Dataset rows on where objects appear
━━━━━━

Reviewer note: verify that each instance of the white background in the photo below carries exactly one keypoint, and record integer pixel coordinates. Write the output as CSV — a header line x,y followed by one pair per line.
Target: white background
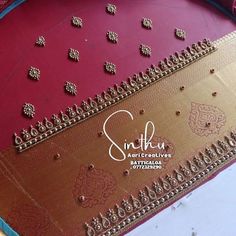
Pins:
x,y
210,210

━━━━━━

- [Exercise] The material above must be printed exactly, with its pictures left out.

- [Result of this task]
Reviewer note: verify that each instance of the white background in the photo below carries exactly one keypoint, and record integer pixel coordinates. Write the output as CSV — a header line x,y followed by one pair per line.
Target: white background
Pins:
x,y
210,210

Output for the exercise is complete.